## Written problem
Update the stretch from the line containing "Category: smiling woman" through the end of the records by replacing "Record integer pixel coordinates" with "Give whole-number pixel coordinates" and keeping everything else the same. Give only those lines.

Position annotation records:
::::::::::
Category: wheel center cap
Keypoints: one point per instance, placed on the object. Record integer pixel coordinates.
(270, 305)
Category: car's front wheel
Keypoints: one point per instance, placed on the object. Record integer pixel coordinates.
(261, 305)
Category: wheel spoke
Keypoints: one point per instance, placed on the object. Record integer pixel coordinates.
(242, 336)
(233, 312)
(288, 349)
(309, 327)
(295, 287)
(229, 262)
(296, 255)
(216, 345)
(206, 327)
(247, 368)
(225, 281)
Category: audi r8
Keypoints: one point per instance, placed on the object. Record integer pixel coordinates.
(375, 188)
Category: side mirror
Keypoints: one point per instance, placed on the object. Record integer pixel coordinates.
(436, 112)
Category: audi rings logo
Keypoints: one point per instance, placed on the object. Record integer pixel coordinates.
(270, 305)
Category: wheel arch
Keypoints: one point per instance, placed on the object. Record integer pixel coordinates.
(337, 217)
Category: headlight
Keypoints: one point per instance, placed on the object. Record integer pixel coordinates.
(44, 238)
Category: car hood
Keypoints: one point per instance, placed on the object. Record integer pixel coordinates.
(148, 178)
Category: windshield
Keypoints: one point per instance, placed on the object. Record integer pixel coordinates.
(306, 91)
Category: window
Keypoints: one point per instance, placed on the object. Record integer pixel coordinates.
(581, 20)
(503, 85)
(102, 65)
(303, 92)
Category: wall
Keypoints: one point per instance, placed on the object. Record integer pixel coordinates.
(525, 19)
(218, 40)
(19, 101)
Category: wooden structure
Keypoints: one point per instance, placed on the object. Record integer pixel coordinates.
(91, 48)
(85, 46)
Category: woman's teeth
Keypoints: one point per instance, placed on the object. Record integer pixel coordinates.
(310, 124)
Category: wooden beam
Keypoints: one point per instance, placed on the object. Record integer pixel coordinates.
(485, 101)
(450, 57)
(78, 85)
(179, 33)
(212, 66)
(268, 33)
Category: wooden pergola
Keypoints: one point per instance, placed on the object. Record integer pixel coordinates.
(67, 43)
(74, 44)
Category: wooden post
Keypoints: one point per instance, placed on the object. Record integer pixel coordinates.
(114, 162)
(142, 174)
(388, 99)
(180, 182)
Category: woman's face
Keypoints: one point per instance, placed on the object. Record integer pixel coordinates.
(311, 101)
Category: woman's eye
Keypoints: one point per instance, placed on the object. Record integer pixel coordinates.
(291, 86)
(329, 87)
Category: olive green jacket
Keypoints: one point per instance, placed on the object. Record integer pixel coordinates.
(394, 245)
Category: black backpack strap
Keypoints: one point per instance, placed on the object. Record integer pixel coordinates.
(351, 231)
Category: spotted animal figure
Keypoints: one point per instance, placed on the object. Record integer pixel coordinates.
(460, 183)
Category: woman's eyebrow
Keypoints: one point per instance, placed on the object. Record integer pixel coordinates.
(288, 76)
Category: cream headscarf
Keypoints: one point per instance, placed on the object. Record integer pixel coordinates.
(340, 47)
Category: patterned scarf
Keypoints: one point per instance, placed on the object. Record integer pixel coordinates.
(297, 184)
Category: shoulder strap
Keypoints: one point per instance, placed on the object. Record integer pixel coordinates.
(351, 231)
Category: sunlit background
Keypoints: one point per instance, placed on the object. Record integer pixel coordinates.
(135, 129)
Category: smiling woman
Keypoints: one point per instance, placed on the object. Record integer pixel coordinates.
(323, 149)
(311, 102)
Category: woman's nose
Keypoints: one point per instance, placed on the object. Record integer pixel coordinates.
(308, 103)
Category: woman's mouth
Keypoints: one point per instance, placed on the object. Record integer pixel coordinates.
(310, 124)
::::::::::
## Finished task
Category: smiling woman
Keypoints: one point per instance, placed on the object. Give whole-number pixel coordinates.
(323, 149)
(311, 102)
Category: woman's nose
Keypoints: one point per instance, placed on the object. Give whole-number pixel coordinates.
(308, 103)
Category: woman's mouth
Keypoints: one point per instance, placed on the object. Give whole-number pixel coordinates.
(310, 124)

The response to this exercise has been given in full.